*Problems to solve*.
1. Name every RAID level that the RAID post mentions.
2. According to the RAID post, what does the speed of a rebuild depend on?
3. Pick up the RAID post after its final sentence and write the next few sentences.

*Text shown*.

I would NEVER consider 10 for anything other than a production environment where the speed of 0 is required (since I would NEVER use 0 without 1) - certainly not a large scale storage system, and most certainly not one that holds non-valuable, easily replaceable material such as media rips.    Like I said, you will NEVER see the speed benefits of 0 on a NAS, so there's absolutely no point in using it or any level that uses it.  As far as a rebuild being more demanding, I don't really think that's the case.  You still have to read every bit from the mirror just like you have to read every bit from the remaining drives in a RAID 6.  The speed at wich that happens depends solely on the XOR engine.  A better RPU does the parity calculations faster - which spells the difference between a rebuild taking 6 hours or 5 days.  Yes there is a n-times chance of another drive failure in that time (n= # of remaining drives), and then a 10^14 or 10^15 chance of a URE in a RAID 6.  But that's still less of a chance than the other mirror failing and blowing the whole array.

*Provided data*.
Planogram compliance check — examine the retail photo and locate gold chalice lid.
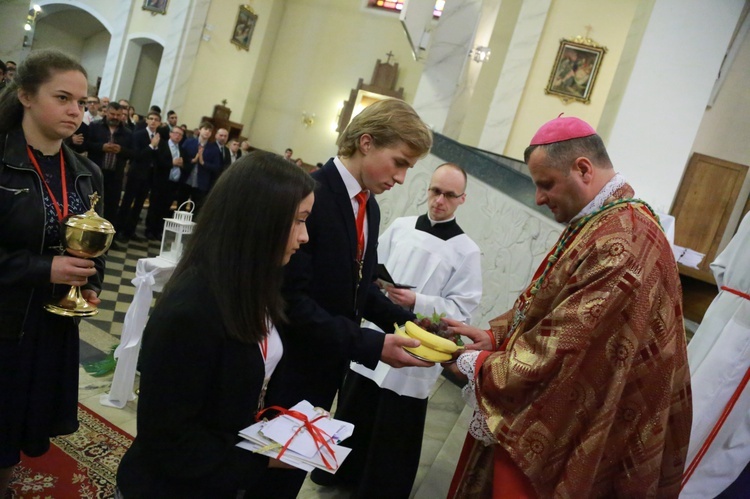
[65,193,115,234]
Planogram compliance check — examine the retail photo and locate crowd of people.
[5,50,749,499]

--

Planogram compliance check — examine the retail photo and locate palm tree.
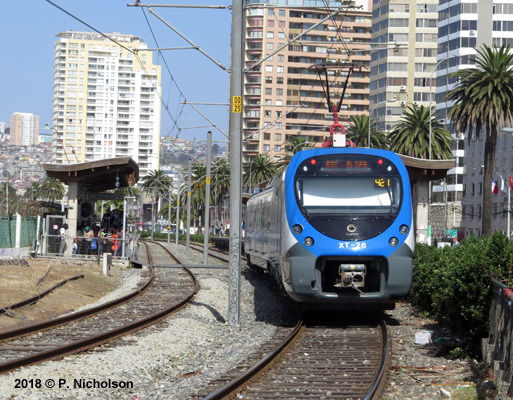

*Expected outputs*.
1. RAID 10, RAID 0, RAID 1, RAID 6

2. It depends solely on the XOR engine.

3.
> I've seen many switching from RAID 6 to 10 for this exact reason...however that is a subject not related to the thread and it depends on what you expect from your RAID.



Sorry but I don't believe that for a second.  Once again, there is absolutely no point to using 10 in these situations, much less any that could be any sort of "advantage" over 6..  Might as well just use 1 and completely avoid the risks of striping.


----------



## slim142 (Feb 20, 2018)

I truly enjoyed the reading. Guys, this is for a home-server purposes. I will be storing movies and a backup of all of my data. For company purposes, I would probably consider more options, but for now, RAID 5 will do.

I have decided to go for Synology. I will eat the extra cost, but hopefully it works as expected.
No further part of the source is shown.